→ **Exercise**: Rewrite the material below with every "rough mask" changed to "coarse mask" and nothing else altered. Leave out the pictures.

%%

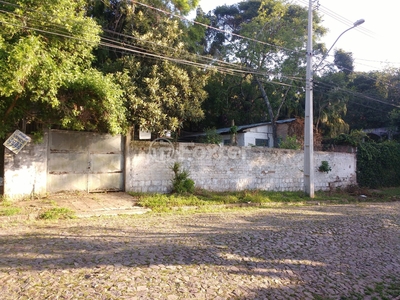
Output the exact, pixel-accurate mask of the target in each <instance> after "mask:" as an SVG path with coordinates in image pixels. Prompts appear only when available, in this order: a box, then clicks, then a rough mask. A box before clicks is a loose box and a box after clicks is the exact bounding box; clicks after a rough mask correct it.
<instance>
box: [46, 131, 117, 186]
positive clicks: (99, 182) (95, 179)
mask: <svg viewBox="0 0 400 300" xmlns="http://www.w3.org/2000/svg"><path fill="white" fill-rule="evenodd" d="M48 157H49V161H48V175H47V191H48V192H59V191H87V192H97V191H99V192H100V191H121V190H123V139H122V136H121V135H117V136H111V135H108V134H96V133H89V132H75V131H61V130H51V131H50V135H49V153H48Z"/></svg>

%%

→ **Response for this exercise**:
Output the exact, pixel-accurate mask of the target in each <instance> after "mask:" as an SVG path with coordinates in image pixels. Prompts appear only when available, in this order: a box, then clicks, then a coarse mask. A box before clicks is a loose box and a box after clicks is the exact bounding box; clicks after a coarse mask correct it.
<instance>
box: [46, 131, 117, 186]
positive clicks: (99, 182) (95, 179)
mask: <svg viewBox="0 0 400 300" xmlns="http://www.w3.org/2000/svg"><path fill="white" fill-rule="evenodd" d="M48 157H49V161H48V175H47V191H48V192H59V191H87V192H97V191H99V192H100V191H121V190H123V139H122V136H121V135H117V136H111V135H108V134H96V133H89V132H75V131H61V130H51V131H50V135H49V153H48Z"/></svg>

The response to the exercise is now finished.